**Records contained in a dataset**
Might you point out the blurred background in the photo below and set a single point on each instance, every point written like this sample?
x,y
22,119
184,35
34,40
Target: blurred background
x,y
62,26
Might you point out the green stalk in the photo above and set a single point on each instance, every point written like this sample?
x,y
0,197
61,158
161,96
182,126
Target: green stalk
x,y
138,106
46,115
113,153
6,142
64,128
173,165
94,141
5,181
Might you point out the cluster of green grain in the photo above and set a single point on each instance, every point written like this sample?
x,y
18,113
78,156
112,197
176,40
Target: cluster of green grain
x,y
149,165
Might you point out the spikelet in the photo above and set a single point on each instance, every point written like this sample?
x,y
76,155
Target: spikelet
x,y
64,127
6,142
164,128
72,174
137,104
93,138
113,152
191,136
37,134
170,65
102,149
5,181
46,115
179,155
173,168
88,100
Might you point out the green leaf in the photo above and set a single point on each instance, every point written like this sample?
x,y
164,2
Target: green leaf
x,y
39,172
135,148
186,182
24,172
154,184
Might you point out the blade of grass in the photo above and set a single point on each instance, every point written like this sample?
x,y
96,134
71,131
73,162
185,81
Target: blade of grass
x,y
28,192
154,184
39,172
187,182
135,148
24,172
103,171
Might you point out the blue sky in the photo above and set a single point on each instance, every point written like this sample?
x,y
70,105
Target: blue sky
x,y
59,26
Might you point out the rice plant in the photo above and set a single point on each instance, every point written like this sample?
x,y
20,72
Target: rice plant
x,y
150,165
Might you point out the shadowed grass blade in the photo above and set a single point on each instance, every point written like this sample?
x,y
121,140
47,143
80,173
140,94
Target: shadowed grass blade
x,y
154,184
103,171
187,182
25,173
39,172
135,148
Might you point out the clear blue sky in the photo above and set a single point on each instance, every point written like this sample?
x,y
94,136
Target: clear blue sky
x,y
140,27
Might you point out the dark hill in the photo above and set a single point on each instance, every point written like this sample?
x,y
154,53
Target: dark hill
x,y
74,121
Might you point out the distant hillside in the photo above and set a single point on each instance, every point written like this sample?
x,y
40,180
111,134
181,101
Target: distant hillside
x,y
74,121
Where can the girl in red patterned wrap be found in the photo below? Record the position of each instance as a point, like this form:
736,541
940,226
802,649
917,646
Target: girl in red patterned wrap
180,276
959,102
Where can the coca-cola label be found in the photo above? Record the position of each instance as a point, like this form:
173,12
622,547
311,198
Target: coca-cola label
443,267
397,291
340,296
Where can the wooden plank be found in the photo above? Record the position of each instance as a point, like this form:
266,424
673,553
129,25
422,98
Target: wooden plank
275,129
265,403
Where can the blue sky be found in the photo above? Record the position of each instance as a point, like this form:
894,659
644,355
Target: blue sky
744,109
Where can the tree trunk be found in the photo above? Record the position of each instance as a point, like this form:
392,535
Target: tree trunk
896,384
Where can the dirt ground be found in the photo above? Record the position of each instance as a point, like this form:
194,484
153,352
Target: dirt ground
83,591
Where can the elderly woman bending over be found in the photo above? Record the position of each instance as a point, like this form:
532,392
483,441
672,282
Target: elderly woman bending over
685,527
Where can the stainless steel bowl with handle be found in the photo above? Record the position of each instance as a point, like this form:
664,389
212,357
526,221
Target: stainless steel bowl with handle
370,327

**What is required**
Copy out all of the records verbatim.

**Written answer**
Might you point out the blurred background in the photo below and set a single point on each instance, every point written like this sample?
x,y
22,119
184,35
34,40
Target: blurred background
x,y
62,26
Might you point out the green stalk in the photo above and set a single point on each instance, every point written like this sample?
x,y
0,197
61,158
161,96
182,126
Target: green stalk
x,y
138,106
46,115
113,153
6,142
64,128
173,165
94,141
5,181
Might you point out the cluster of green grain in the photo above and set a single point on each instance, every point written like this sample?
x,y
18,113
78,156
112,197
176,40
Target: cluster of green grain
x,y
149,165
Might you point out the spikelet in the photo above and set a single point on each instance, every point written like this sample?
x,y
76,155
Target: spikelet
x,y
64,127
6,142
164,128
72,174
137,104
93,138
113,152
191,136
37,134
170,65
102,149
5,181
46,115
179,155
173,168
88,100
Might you point out the green leaf in the photo above and set a single point on each instance, every point written like this sample?
x,y
164,2
Target: green leaf
x,y
39,172
135,148
186,182
24,172
154,184
Might you point out the blade of grass in the photo above and set a single point on each instance, every point written like this sample?
x,y
96,134
71,131
73,162
185,81
Target: blade of grass
x,y
28,192
154,184
39,172
187,182
135,148
24,172
103,171
Might you point out the blue sky in the photo above and set a single point on each instance, every point written like this sample?
x,y
70,105
Target: blue sky
x,y
59,26
Might you point out the rice plant in the photo above and set a single point on each instance, every point written like this sample?
x,y
20,72
Target: rice plant
x,y
150,165
Might you point out the shadowed grass blade in the photo above and set a single point on each instance, every point written like this sample?
x,y
121,140
47,143
80,173
140,94
Target: shadowed grass blade
x,y
154,184
103,171
187,182
25,173
39,172
135,148
Might you point out the clear blue sky in the photo above and set a single point on each instance, every point written like this sample?
x,y
94,136
Target: clear blue sky
x,y
140,27
Might you point out the dark hill in the photo above and set a single point on each instance, every point written like this sample?
x,y
154,53
Target: dark hill
x,y
74,121
Might you point out the distant hillside in the photo above and set a single point on each instance, every point written like this sample?
x,y
40,180
111,134
181,101
Target: distant hillside
x,y
74,121
Where can the girl in red patterned wrap be found in the photo below? Record the position of each instance as a point, like this form:
736,541
940,226
802,649
917,646
Target: girl in red patterned wrap
180,276
959,102
Where can the coca-cola label be found in the photo above? Record the position of each instance as a point, like this form:
173,12
622,547
311,198
Target: coca-cola label
443,267
397,291
340,296
Where can the wooden plank be found in the photo above? Record the position of each instance as a point, like this form:
266,424
673,553
129,25
422,98
Target: wooden plank
275,129
265,403
Where can the blue sky be found in the photo above? Record the position of each instance as a point, like this form:
894,659
644,355
Target: blue sky
744,109
Where can the tree trunk be found in the photo above? Record the position of each instance as a point, like this form:
392,535
Target: tree trunk
896,384
Where can the dirt ground be found in the photo above? Record the position of each instance as a point, like this form:
194,484
153,352
Target: dirt ground
83,591
Where can the elderly woman bending over be found in the photo above? Record the position of each instance as a point, like this form:
532,392
483,441
672,282
Target: elderly woman bending over
685,527
Where can the stainless steel bowl with handle be found in the photo above? Record the position of each instance as a point, like this form:
664,389
212,357
526,221
Target: stainless steel bowl with handle
370,327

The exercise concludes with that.